**EXERCISE INSTRUCTIONS**
Begin with the line containing "tag=monkey's eye" and copy each line exactly through the last line of the entries, inclusive.

━━ GIVEN DATA ━━

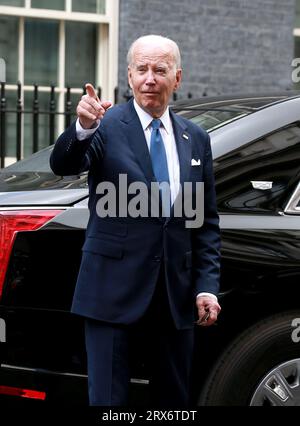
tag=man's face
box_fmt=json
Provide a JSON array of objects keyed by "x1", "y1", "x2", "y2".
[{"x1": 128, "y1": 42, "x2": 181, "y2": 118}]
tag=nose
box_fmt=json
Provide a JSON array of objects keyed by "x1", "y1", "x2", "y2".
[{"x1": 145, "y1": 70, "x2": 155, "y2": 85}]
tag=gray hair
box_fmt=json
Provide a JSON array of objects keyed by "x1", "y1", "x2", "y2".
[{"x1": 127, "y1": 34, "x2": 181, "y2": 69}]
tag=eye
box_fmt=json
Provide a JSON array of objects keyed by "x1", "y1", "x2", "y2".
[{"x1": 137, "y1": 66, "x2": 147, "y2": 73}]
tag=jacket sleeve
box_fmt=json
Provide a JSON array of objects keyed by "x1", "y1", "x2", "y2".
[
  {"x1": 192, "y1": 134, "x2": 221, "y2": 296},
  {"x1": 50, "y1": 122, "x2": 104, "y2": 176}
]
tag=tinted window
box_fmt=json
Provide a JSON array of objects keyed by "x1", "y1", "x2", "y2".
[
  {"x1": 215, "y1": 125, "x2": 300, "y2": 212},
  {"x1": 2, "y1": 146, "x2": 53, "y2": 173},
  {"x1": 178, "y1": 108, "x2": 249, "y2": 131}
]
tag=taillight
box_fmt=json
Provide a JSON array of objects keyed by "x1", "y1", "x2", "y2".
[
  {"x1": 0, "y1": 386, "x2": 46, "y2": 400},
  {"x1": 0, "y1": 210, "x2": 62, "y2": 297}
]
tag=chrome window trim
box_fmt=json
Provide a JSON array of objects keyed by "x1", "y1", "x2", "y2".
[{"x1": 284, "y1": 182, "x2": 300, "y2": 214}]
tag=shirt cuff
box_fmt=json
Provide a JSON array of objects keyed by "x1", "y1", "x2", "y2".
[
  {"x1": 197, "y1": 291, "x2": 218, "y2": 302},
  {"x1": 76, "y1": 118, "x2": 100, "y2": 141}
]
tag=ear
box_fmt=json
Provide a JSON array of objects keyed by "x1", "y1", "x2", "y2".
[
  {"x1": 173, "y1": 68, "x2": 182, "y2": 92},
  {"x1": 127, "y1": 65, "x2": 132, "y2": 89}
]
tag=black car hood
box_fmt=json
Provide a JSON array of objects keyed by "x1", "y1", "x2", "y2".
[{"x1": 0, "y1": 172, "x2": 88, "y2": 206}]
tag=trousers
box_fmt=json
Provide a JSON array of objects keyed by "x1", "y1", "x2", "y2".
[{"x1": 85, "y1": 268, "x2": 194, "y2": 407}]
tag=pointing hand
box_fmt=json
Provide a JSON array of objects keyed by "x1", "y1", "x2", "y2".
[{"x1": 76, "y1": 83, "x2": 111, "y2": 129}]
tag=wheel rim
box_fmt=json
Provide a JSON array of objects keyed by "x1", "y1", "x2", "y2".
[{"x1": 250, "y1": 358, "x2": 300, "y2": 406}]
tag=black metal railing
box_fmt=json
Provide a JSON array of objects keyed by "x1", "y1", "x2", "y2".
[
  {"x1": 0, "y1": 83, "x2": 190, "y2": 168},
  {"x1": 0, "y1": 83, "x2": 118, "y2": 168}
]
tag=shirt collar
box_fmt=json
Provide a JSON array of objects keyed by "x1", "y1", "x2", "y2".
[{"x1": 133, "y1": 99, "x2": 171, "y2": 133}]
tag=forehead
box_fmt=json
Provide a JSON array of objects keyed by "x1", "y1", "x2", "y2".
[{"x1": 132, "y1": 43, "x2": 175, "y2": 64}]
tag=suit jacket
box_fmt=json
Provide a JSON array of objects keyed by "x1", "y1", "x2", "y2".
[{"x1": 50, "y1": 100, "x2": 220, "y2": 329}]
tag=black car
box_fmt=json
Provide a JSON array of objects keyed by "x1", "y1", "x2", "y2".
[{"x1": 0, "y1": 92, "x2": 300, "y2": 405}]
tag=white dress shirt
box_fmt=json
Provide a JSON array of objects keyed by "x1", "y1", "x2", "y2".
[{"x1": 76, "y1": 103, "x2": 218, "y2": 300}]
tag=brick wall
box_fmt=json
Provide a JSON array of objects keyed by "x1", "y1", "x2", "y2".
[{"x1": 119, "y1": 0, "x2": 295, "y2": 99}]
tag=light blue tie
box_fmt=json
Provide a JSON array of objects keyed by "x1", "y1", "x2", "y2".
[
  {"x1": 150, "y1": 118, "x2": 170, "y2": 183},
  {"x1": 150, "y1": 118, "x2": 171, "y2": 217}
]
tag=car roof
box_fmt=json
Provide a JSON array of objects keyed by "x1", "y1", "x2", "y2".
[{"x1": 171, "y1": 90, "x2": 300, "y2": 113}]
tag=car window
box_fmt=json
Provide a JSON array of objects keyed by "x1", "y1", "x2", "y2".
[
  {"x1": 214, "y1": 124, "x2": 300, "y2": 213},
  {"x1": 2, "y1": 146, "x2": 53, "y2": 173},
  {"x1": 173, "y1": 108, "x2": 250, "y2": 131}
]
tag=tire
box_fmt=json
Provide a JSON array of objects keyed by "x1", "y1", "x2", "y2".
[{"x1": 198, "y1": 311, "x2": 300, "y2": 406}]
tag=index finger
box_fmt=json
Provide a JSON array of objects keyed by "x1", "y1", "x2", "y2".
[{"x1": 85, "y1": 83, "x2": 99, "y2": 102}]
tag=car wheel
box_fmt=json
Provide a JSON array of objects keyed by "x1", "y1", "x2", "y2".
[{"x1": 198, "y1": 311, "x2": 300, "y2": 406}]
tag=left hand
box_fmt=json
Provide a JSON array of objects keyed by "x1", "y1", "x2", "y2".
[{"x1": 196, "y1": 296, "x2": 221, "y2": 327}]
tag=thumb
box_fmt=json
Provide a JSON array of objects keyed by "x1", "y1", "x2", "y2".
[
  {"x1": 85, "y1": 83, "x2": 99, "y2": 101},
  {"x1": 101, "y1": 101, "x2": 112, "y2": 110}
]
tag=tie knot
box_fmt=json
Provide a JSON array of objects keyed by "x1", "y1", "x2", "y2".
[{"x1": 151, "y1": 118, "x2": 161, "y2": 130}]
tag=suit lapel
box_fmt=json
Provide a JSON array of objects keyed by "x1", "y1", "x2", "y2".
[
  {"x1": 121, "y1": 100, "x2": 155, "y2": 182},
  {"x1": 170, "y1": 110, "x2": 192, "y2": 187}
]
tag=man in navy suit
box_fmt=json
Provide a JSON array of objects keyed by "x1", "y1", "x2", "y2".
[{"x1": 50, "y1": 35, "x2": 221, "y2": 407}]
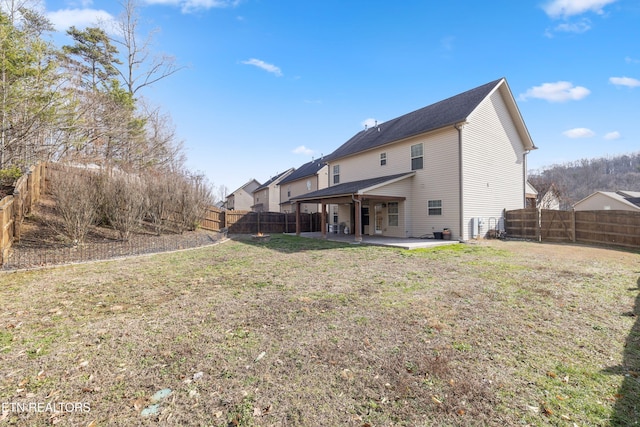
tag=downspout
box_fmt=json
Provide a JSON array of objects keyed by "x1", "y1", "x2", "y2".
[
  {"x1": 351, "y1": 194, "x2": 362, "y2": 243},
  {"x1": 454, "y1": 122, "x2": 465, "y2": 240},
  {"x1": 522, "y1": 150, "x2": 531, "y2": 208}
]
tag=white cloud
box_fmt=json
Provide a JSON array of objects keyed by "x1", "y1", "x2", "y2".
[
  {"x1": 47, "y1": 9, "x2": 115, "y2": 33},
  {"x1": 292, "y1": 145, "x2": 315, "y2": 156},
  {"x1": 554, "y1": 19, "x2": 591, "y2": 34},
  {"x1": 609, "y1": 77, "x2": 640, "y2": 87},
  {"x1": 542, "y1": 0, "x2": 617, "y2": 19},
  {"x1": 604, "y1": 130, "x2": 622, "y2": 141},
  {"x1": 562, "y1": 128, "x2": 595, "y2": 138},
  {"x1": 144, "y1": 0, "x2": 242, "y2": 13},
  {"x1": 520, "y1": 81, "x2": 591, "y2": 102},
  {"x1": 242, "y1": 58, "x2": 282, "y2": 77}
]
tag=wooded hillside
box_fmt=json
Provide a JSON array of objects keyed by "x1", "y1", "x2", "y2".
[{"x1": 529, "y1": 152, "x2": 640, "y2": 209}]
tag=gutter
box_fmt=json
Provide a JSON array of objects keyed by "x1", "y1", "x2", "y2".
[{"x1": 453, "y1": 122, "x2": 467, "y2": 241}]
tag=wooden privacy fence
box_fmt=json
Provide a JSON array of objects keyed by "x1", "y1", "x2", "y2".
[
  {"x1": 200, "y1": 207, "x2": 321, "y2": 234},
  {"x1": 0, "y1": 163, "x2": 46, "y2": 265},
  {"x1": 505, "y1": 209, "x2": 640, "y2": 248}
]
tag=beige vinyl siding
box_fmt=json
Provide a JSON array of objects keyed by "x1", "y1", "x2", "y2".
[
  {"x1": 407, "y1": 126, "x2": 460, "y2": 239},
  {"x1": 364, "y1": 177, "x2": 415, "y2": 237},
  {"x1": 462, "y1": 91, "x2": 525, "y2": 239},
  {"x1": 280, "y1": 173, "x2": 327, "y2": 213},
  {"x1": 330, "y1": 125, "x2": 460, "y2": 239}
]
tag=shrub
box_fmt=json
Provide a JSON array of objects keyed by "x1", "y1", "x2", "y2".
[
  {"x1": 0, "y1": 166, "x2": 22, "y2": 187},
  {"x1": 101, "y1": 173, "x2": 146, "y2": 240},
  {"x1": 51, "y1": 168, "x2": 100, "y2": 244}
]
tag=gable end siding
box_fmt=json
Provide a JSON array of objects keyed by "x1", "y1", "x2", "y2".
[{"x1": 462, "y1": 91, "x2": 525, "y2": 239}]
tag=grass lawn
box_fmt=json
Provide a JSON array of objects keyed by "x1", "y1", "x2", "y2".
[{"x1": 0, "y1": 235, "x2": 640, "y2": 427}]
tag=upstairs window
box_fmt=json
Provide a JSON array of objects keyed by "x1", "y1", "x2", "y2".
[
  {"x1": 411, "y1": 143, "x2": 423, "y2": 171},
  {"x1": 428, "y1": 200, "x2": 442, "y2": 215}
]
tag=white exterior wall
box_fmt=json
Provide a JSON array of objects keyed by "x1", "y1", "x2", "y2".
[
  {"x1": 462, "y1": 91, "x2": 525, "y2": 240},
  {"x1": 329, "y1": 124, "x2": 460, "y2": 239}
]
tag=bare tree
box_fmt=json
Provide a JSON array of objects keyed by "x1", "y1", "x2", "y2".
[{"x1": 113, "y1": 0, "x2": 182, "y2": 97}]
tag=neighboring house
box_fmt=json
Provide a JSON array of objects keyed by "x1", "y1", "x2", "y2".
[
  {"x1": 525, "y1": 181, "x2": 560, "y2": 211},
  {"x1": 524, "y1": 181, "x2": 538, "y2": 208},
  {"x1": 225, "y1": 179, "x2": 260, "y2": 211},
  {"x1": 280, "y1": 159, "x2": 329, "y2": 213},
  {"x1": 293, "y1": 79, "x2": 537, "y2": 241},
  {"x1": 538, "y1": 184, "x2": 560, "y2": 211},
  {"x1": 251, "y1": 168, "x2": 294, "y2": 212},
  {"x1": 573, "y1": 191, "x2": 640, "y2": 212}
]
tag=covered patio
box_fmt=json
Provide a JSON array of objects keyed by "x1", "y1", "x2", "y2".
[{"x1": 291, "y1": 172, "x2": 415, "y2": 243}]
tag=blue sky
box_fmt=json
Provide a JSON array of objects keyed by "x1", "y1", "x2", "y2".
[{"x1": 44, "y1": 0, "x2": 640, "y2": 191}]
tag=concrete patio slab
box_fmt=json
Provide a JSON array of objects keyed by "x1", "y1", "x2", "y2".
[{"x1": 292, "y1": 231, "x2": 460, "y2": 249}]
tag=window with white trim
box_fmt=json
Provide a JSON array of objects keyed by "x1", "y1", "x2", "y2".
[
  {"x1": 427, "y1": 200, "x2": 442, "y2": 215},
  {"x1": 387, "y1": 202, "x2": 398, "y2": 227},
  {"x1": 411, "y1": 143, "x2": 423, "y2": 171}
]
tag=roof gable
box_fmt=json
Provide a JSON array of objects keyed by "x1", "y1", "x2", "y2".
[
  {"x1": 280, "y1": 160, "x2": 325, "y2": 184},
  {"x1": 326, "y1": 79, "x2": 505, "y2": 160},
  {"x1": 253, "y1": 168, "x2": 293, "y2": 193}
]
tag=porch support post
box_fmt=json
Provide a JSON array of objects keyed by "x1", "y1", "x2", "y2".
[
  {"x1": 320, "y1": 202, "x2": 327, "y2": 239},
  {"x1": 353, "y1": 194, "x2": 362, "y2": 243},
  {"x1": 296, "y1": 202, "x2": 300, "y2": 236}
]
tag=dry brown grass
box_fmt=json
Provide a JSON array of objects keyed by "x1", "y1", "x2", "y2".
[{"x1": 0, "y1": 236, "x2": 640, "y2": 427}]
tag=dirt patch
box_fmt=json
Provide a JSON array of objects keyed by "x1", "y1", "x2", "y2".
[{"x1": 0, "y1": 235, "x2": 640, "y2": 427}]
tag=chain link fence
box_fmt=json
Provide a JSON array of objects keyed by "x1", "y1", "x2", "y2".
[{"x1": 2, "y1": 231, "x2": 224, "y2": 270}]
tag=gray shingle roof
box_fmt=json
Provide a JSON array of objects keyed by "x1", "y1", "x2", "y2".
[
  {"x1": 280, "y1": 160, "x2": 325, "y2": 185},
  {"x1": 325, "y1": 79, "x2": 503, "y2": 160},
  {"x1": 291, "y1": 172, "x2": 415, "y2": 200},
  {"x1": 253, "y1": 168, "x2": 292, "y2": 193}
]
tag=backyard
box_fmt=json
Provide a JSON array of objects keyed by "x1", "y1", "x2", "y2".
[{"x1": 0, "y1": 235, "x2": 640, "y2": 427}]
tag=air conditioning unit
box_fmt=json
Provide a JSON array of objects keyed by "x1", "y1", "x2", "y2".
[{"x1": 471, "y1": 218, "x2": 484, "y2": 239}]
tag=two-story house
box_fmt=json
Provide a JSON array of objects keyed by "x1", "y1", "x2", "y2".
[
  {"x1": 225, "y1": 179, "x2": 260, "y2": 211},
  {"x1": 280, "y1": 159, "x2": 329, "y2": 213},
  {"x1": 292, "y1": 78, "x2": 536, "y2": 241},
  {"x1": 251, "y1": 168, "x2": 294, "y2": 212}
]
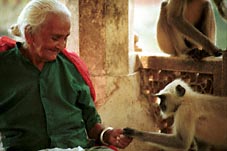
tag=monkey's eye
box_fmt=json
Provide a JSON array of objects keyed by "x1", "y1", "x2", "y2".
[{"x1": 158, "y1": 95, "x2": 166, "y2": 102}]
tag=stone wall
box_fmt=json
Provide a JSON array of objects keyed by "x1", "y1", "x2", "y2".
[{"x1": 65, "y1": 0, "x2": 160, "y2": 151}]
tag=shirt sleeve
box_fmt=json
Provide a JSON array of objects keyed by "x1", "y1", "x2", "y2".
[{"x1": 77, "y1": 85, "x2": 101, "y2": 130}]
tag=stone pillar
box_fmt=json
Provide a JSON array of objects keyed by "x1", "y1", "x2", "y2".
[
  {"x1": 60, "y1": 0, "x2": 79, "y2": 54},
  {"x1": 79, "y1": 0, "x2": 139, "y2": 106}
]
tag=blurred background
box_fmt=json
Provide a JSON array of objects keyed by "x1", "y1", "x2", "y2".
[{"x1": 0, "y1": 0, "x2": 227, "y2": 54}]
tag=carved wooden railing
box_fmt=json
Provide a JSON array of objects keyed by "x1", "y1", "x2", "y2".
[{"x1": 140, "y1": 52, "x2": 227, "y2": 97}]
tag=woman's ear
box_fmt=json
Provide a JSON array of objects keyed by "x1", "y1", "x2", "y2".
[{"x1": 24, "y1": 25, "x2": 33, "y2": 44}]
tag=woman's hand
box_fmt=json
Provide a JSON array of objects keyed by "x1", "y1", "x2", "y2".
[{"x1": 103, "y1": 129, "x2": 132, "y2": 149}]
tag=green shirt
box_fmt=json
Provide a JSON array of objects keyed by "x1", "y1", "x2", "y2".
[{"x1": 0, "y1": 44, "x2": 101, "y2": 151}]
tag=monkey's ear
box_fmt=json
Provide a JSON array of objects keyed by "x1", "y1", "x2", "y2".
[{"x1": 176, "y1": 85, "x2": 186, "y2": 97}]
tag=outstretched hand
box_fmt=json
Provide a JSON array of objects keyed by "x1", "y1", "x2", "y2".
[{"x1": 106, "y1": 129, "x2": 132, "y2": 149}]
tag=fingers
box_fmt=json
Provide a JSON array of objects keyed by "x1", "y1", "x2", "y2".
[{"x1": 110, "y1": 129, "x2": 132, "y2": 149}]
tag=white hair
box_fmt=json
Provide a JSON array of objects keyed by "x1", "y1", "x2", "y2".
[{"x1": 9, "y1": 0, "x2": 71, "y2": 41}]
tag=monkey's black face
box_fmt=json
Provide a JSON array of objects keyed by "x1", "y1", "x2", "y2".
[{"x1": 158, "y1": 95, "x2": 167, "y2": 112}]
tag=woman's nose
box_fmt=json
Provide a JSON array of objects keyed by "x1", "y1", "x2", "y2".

━━━

**ANSWER FOR THIS EXERCISE**
tag=monkey's eye
box_fmt=json
Provide a JSON array of objects keyed by "x1", "y1", "x2", "y2".
[{"x1": 158, "y1": 95, "x2": 166, "y2": 102}]
tag=stone wall
box_fmt=json
Provide a JSON array of objects keyed by "x1", "y1", "x2", "y2".
[{"x1": 65, "y1": 0, "x2": 160, "y2": 151}]
tag=shirt sleeve
box_fmt=json
Provide a JSON array of objects keyed by "x1", "y1", "x2", "y2".
[{"x1": 77, "y1": 85, "x2": 101, "y2": 130}]
tag=stone pillar
box_fmt=json
Provide a JSON array of objects keyed by "x1", "y1", "x2", "y2".
[
  {"x1": 60, "y1": 0, "x2": 79, "y2": 54},
  {"x1": 79, "y1": 0, "x2": 139, "y2": 106}
]
tag=blurred background
box_fmt=json
Provide a JSON array of objects keyed by "x1", "y1", "x2", "y2".
[{"x1": 0, "y1": 0, "x2": 227, "y2": 54}]
tag=carved wooden railing
box_fmt=json
Provide a JSON array of objects keyed by "x1", "y1", "x2", "y2".
[{"x1": 140, "y1": 52, "x2": 227, "y2": 97}]
tag=woman's ear
box_fmt=json
Provide a JSON array of objects keyed by "x1", "y1", "x2", "y2".
[{"x1": 24, "y1": 25, "x2": 33, "y2": 44}]
tag=woman's hand
box_fmt=json
Provide a JSON array of objects keyed by "x1", "y1", "x2", "y2".
[{"x1": 103, "y1": 129, "x2": 132, "y2": 149}]
tag=green shirt
box_fmt=json
Provide a JSON array of objects keyed by "x1", "y1", "x2", "y2".
[{"x1": 0, "y1": 44, "x2": 101, "y2": 151}]
tag=monkey's ear
box_fmt=json
Provide a JSON array of objects keyed by "x1", "y1", "x2", "y2".
[{"x1": 176, "y1": 85, "x2": 186, "y2": 97}]
tag=outstretched hand
box_fmt=json
Provide a JSON array of objects keyed by "x1", "y1", "x2", "y2".
[{"x1": 106, "y1": 129, "x2": 132, "y2": 149}]
tag=fingers
box_fmt=json
Provide a JSON array of objects keyed by "x1", "y1", "x2", "y2".
[{"x1": 110, "y1": 129, "x2": 132, "y2": 149}]
tag=white hair
box_fmt=json
Provide a JSON array of objects keyed by "x1", "y1", "x2", "y2".
[{"x1": 9, "y1": 0, "x2": 71, "y2": 41}]
tag=monkey's black face
box_fmt=json
Provide a JSON array of objects keyed by "x1", "y1", "x2", "y2".
[{"x1": 158, "y1": 95, "x2": 167, "y2": 112}]
tag=woman's nose
box_fmt=json
Provide a JSON array of objects keyed by "x1", "y1", "x2", "y2".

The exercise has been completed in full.